▶ _WHAT YOU ARE ASKED TO DO_: All lines in the data below carrying the string "belt" are to be located and copied.

▶ _MATERIAL FOR THIS EXERCISE_:
══════════

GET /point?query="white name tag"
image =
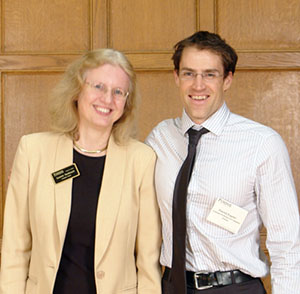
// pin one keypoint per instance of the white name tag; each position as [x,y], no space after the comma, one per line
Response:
[227,215]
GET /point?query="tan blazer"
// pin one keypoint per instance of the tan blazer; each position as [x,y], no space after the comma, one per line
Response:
[127,241]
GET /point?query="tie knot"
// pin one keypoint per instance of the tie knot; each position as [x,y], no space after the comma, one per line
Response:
[194,135]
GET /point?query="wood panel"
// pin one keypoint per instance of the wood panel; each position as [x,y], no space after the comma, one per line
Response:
[260,25]
[45,26]
[25,109]
[150,25]
[159,101]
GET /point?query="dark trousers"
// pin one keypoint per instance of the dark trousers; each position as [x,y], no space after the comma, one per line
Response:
[254,286]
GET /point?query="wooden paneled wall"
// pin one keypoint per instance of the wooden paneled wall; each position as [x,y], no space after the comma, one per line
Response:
[39,38]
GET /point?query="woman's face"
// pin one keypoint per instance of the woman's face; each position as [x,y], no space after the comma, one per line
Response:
[103,97]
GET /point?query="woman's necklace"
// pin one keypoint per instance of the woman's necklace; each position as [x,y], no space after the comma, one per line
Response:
[89,151]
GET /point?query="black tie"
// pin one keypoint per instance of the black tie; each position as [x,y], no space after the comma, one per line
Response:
[178,278]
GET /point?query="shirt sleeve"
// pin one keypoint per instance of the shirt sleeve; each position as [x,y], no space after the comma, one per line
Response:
[16,243]
[278,208]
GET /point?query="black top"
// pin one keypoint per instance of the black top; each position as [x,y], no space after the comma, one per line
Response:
[76,269]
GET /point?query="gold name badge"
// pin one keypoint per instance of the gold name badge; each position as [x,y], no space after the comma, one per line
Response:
[66,173]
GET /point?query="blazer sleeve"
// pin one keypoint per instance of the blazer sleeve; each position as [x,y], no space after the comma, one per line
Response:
[148,240]
[16,243]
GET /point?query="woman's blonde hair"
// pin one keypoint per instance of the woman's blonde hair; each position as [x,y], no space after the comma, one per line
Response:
[63,102]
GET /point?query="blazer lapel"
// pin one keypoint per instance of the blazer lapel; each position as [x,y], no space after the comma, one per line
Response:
[110,196]
[63,190]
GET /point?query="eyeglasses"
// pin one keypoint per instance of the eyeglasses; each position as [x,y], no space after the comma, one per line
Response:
[117,93]
[209,76]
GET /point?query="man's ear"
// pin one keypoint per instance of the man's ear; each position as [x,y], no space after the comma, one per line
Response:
[176,76]
[227,81]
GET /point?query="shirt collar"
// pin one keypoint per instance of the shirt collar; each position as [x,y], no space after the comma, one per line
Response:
[215,124]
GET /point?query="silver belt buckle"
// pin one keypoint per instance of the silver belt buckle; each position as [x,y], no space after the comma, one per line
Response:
[196,275]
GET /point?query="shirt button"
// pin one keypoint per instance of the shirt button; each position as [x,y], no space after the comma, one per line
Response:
[100,275]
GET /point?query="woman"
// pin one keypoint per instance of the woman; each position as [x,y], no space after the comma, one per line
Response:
[81,214]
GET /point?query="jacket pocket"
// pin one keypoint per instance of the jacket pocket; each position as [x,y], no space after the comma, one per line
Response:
[31,285]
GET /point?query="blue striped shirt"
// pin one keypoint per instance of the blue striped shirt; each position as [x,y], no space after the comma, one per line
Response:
[247,164]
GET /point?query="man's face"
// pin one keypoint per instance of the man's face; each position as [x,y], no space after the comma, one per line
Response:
[201,95]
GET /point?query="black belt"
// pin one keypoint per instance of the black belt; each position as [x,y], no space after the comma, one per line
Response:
[204,280]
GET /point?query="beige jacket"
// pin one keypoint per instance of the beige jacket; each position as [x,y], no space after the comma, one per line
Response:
[127,241]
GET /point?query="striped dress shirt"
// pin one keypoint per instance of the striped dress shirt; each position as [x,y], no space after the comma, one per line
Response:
[247,164]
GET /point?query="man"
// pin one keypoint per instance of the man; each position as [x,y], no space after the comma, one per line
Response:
[240,180]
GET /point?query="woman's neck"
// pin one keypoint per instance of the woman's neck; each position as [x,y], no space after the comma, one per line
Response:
[92,142]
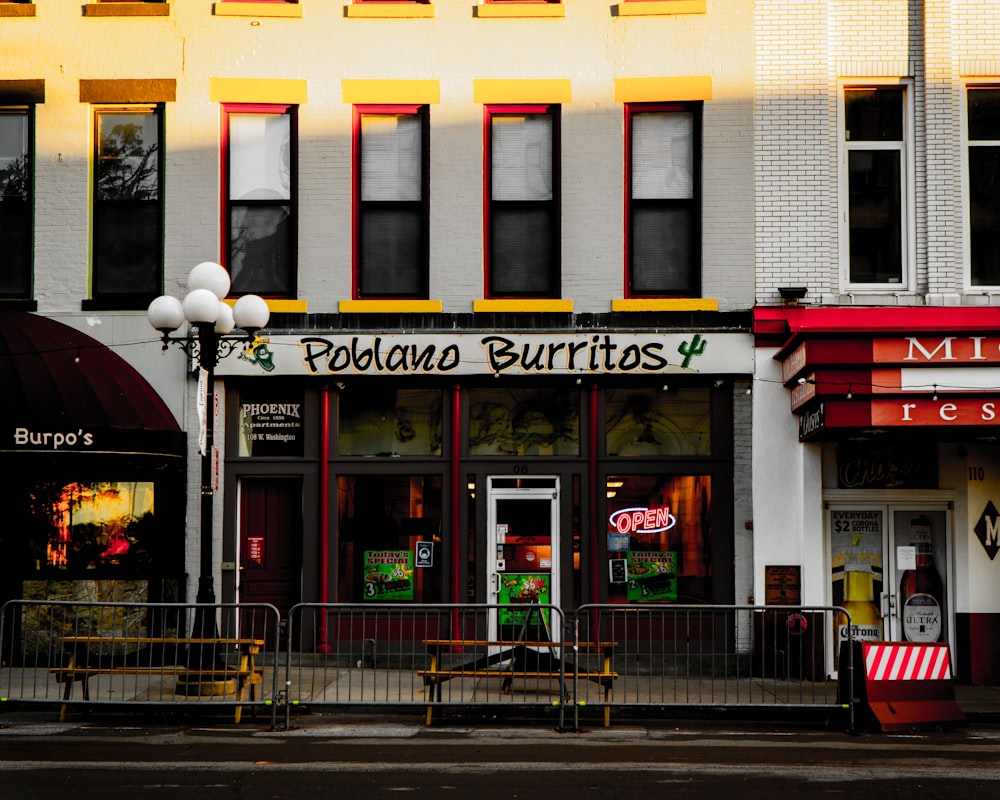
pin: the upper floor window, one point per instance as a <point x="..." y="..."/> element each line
<point x="260" y="202"/>
<point x="391" y="220"/>
<point x="984" y="185"/>
<point x="875" y="140"/>
<point x="128" y="204"/>
<point x="522" y="179"/>
<point x="663" y="240"/>
<point x="15" y="203"/>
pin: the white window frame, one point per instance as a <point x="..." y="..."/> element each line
<point x="907" y="174"/>
<point x="967" y="144"/>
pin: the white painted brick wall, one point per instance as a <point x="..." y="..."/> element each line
<point x="590" y="47"/>
<point x="804" y="50"/>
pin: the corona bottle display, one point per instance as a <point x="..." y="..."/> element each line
<point x="859" y="602"/>
<point x="921" y="592"/>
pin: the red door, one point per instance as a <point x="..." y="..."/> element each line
<point x="271" y="542"/>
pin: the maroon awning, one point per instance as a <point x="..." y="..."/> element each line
<point x="59" y="386"/>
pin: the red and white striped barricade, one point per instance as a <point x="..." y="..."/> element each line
<point x="909" y="685"/>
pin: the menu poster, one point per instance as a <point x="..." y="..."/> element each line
<point x="652" y="576"/>
<point x="388" y="575"/>
<point x="518" y="593"/>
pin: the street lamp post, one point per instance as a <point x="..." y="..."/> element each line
<point x="214" y="322"/>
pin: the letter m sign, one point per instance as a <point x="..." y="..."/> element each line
<point x="988" y="530"/>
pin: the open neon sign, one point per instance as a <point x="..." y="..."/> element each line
<point x="643" y="520"/>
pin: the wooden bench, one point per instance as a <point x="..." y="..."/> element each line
<point x="245" y="674"/>
<point x="515" y="654"/>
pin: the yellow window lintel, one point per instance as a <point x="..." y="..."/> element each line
<point x="287" y="10"/>
<point x="524" y="305"/>
<point x="258" y="90"/>
<point x="665" y="304"/>
<point x="360" y="92"/>
<point x="512" y="10"/>
<point x="390" y="11"/>
<point x="137" y="9"/>
<point x="499" y="90"/>
<point x="653" y="8"/>
<point x="390" y="306"/>
<point x="652" y="90"/>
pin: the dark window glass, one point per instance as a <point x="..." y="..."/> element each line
<point x="392" y="252"/>
<point x="380" y="520"/>
<point x="668" y="551"/>
<point x="15" y="203"/>
<point x="663" y="201"/>
<point x="261" y="186"/>
<point x="522" y="422"/>
<point x="984" y="185"/>
<point x="875" y="216"/>
<point x="95" y="529"/>
<point x="524" y="249"/>
<point x="521" y="245"/>
<point x="658" y="422"/>
<point x="128" y="209"/>
<point x="389" y="422"/>
<point x="874" y="115"/>
<point x="392" y="239"/>
<point x="984" y="114"/>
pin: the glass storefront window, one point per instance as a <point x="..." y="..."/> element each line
<point x="524" y="422"/>
<point x="385" y="523"/>
<point x="659" y="530"/>
<point x="658" y="422"/>
<point x="77" y="528"/>
<point x="390" y="422"/>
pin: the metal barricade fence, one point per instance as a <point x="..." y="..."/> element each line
<point x="165" y="655"/>
<point x="431" y="655"/>
<point x="719" y="656"/>
<point x="597" y="658"/>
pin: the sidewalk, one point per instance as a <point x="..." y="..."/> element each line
<point x="979" y="702"/>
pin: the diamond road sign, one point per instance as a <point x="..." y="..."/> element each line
<point x="988" y="530"/>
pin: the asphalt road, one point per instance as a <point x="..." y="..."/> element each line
<point x="373" y="758"/>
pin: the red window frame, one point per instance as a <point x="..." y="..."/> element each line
<point x="274" y="109"/>
<point x="17" y="218"/>
<point x="695" y="267"/>
<point x="358" y="207"/>
<point x="554" y="204"/>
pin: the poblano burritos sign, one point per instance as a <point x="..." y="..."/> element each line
<point x="497" y="354"/>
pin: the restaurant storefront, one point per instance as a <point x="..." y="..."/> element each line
<point x="94" y="467"/>
<point x="895" y="470"/>
<point x="560" y="468"/>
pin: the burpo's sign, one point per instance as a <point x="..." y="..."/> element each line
<point x="497" y="354"/>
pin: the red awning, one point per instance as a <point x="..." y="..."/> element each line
<point x="56" y="380"/>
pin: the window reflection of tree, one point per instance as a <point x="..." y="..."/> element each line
<point x="654" y="423"/>
<point x="522" y="422"/>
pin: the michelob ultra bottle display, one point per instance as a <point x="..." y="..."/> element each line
<point x="859" y="602"/>
<point x="921" y="592"/>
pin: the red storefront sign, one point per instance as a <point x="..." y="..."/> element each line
<point x="929" y="412"/>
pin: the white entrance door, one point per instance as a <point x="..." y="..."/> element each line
<point x="890" y="570"/>
<point x="522" y="522"/>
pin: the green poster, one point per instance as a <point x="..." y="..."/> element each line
<point x="652" y="576"/>
<point x="521" y="590"/>
<point x="389" y="575"/>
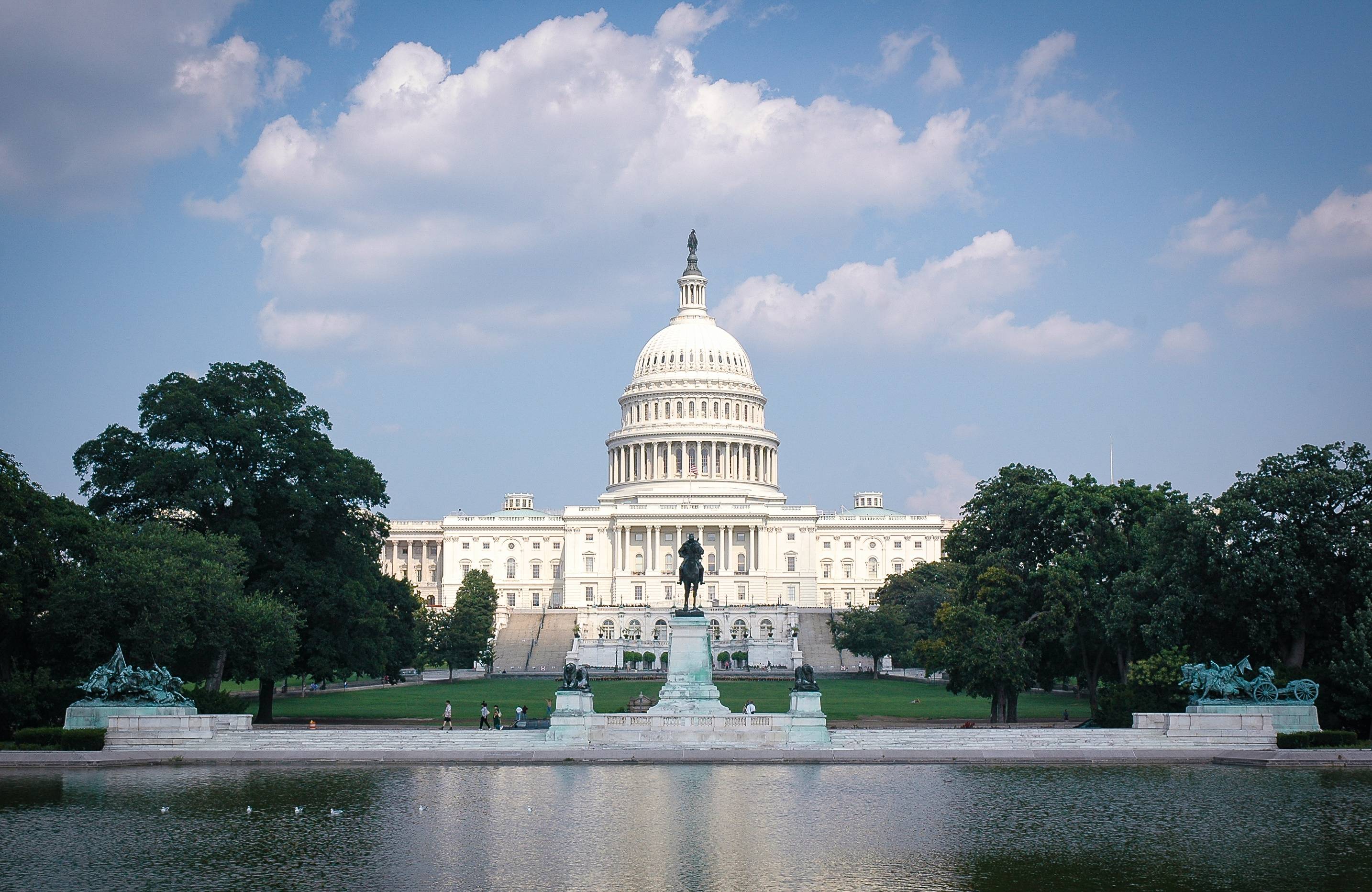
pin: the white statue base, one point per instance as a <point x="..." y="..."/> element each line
<point x="691" y="684"/>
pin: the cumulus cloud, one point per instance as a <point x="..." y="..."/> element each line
<point x="951" y="488"/>
<point x="1326" y="256"/>
<point x="1184" y="344"/>
<point x="1032" y="112"/>
<point x="557" y="146"/>
<point x="97" y="92"/>
<point x="338" y="22"/>
<point x="947" y="300"/>
<point x="943" y="70"/>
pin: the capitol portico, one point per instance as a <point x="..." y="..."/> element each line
<point x="692" y="455"/>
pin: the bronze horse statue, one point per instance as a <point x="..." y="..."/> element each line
<point x="692" y="571"/>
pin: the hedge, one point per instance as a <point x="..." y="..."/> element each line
<point x="83" y="739"/>
<point x="1306" y="740"/>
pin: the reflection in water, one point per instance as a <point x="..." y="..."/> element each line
<point x="640" y="828"/>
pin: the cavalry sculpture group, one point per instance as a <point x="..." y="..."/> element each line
<point x="1226" y="684"/>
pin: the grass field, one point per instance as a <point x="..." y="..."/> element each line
<point x="846" y="699"/>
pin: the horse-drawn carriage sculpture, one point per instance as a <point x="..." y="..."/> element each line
<point x="1226" y="684"/>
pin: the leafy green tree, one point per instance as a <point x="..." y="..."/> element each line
<point x="873" y="632"/>
<point x="239" y="452"/>
<point x="983" y="654"/>
<point x="1350" y="671"/>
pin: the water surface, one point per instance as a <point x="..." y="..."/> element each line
<point x="640" y="828"/>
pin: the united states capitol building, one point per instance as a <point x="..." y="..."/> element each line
<point x="692" y="455"/>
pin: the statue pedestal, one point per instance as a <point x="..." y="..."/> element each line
<point x="691" y="684"/>
<point x="1286" y="717"/>
<point x="573" y="715"/>
<point x="99" y="717"/>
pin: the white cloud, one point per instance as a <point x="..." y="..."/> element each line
<point x="685" y="24"/>
<point x="951" y="489"/>
<point x="1055" y="338"/>
<point x="553" y="149"/>
<point x="1186" y="344"/>
<point x="309" y="330"/>
<point x="943" y="70"/>
<point x="1031" y="112"/>
<point x="946" y="300"/>
<point x="896" y="50"/>
<point x="1326" y="257"/>
<point x="98" y="92"/>
<point x="338" y="22"/>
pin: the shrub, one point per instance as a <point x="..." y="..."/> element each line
<point x="1308" y="740"/>
<point x="83" y="739"/>
<point x="37" y="736"/>
<point x="216" y="702"/>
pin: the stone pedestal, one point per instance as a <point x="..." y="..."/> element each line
<point x="691" y="688"/>
<point x="1286" y="717"/>
<point x="573" y="717"/>
<point x="99" y="717"/>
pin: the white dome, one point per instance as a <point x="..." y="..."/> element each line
<point x="693" y="345"/>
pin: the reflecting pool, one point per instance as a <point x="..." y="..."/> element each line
<point x="639" y="828"/>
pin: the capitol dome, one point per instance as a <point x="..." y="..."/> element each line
<point x="693" y="418"/>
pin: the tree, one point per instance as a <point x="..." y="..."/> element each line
<point x="984" y="655"/>
<point x="239" y="452"/>
<point x="873" y="632"/>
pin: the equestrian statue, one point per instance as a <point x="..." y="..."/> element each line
<point x="691" y="575"/>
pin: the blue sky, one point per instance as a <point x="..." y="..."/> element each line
<point x="950" y="236"/>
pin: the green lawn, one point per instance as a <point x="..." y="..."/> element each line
<point x="844" y="699"/>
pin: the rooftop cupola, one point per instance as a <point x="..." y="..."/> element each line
<point x="692" y="283"/>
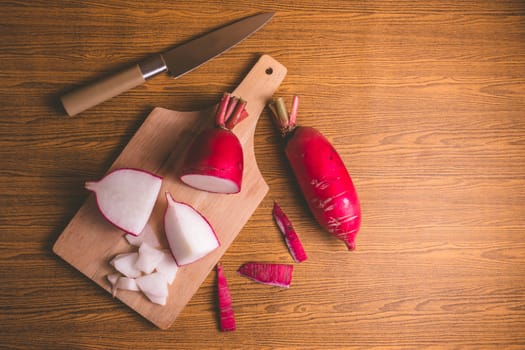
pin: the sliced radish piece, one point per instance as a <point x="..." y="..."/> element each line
<point x="168" y="267"/>
<point x="113" y="279"/>
<point x="147" y="235"/>
<point x="226" y="316"/>
<point x="189" y="234"/>
<point x="154" y="286"/>
<point x="272" y="274"/>
<point x="126" y="197"/>
<point x="127" y="283"/>
<point x="149" y="258"/>
<point x="161" y="300"/>
<point x="290" y="236"/>
<point x="125" y="263"/>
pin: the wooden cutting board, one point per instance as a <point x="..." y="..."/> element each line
<point x="89" y="242"/>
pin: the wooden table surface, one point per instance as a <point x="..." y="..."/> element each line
<point x="424" y="101"/>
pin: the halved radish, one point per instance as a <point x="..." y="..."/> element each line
<point x="126" y="197"/>
<point x="189" y="234"/>
<point x="146" y="236"/>
<point x="215" y="160"/>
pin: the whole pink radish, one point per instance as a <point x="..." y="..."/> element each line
<point x="215" y="160"/>
<point x="321" y="175"/>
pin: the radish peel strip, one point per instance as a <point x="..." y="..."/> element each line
<point x="290" y="236"/>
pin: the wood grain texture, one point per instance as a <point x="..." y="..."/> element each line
<point x="424" y="101"/>
<point x="88" y="242"/>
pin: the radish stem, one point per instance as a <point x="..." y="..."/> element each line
<point x="221" y="112"/>
<point x="282" y="113"/>
<point x="293" y="112"/>
<point x="236" y="115"/>
<point x="231" y="106"/>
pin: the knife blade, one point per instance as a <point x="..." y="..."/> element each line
<point x="176" y="61"/>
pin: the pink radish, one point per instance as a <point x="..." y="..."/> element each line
<point x="272" y="274"/>
<point x="126" y="197"/>
<point x="321" y="174"/>
<point x="290" y="236"/>
<point x="226" y="316"/>
<point x="215" y="161"/>
<point x="189" y="234"/>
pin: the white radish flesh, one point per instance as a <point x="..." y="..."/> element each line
<point x="189" y="234"/>
<point x="149" y="258"/>
<point x="127" y="283"/>
<point x="126" y="264"/>
<point x="168" y="267"/>
<point x="126" y="197"/>
<point x="146" y="236"/>
<point x="154" y="286"/>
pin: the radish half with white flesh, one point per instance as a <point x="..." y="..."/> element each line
<point x="215" y="160"/>
<point x="321" y="174"/>
<point x="189" y="234"/>
<point x="126" y="197"/>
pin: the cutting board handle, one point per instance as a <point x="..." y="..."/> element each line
<point x="89" y="242"/>
<point x="258" y="87"/>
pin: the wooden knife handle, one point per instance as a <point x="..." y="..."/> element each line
<point x="86" y="97"/>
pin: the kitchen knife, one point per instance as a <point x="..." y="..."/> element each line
<point x="177" y="62"/>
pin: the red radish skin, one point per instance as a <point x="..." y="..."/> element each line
<point x="290" y="236"/>
<point x="279" y="275"/>
<point x="322" y="177"/>
<point x="226" y="314"/>
<point x="215" y="160"/>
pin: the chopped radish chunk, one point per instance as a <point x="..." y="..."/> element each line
<point x="272" y="274"/>
<point x="127" y="284"/>
<point x="154" y="286"/>
<point x="227" y="317"/>
<point x="168" y="267"/>
<point x="126" y="264"/>
<point x="149" y="258"/>
<point x="147" y="235"/>
<point x="189" y="234"/>
<point x="113" y="278"/>
<point x="290" y="236"/>
<point x="161" y="300"/>
<point x="126" y="197"/>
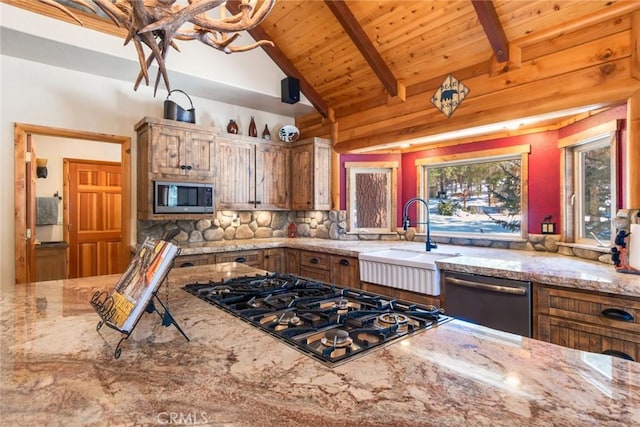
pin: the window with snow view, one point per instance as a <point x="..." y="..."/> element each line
<point x="479" y="196"/>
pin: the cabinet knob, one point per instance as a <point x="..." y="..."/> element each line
<point x="617" y="314"/>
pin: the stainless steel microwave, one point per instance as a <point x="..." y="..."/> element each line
<point x="182" y="197"/>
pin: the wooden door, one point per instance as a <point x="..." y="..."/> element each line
<point x="198" y="154"/>
<point x="235" y="171"/>
<point x="272" y="177"/>
<point x="167" y="156"/>
<point x="92" y="213"/>
<point x="302" y="177"/>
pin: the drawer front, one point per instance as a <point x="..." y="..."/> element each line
<point x="315" y="260"/>
<point x="595" y="339"/>
<point x="603" y="310"/>
<point x="252" y="258"/>
<point x="191" y="260"/>
<point x="315" y="274"/>
<point x="344" y="271"/>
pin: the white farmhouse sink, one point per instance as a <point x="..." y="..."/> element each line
<point x="403" y="269"/>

══════════

▶ _EXPECTED ANSWER_:
GET /point?query="silver belt buckle"
// pin one keypoint per instance of the silver belt buckle; each position as [x,y], no space after the comma, one per line
GET /point?query="black belt"
// pin one keypoint per instance of the black belt; each position as [x,y], no space after the comma, one per line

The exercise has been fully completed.